:: Your objective ::
Can you rewrite the rows below with every "integer pixel values" changed to "whole-number pixel coordinates" and nothing else altered?

(Saved entries)
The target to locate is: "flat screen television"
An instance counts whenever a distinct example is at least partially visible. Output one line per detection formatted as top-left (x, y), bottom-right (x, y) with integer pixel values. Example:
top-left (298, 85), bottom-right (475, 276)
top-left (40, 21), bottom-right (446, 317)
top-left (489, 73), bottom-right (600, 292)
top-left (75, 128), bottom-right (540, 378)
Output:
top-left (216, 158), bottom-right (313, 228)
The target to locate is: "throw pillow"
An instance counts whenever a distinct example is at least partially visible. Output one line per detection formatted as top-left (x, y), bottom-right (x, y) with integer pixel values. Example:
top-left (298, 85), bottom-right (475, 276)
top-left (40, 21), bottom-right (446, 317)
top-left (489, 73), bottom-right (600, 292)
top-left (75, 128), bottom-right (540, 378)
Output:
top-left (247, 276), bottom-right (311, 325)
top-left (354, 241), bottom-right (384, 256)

:: Task solution ::
The target to locate is: "flat screen television"
An instance counts whenever a distinct example is at least partially visible. Output one line per detection formatted as top-left (x, y), bottom-right (x, y) with whole-number pixel coordinates. Example:
top-left (298, 85), bottom-right (475, 276)
top-left (40, 21), bottom-right (446, 317)
top-left (489, 73), bottom-right (600, 292)
top-left (75, 128), bottom-right (540, 378)
Output:
top-left (216, 158), bottom-right (313, 228)
The target to locate is: "throw pillow"
An instance counts whenever a distinct example is at least partially visible. Output one line per detection formatted as top-left (x, y), bottom-right (x, y) with whole-number pixel coordinates. Example:
top-left (298, 85), bottom-right (475, 276)
top-left (40, 21), bottom-right (446, 317)
top-left (489, 73), bottom-right (600, 292)
top-left (75, 128), bottom-right (540, 378)
Output:
top-left (247, 276), bottom-right (311, 325)
top-left (354, 241), bottom-right (384, 256)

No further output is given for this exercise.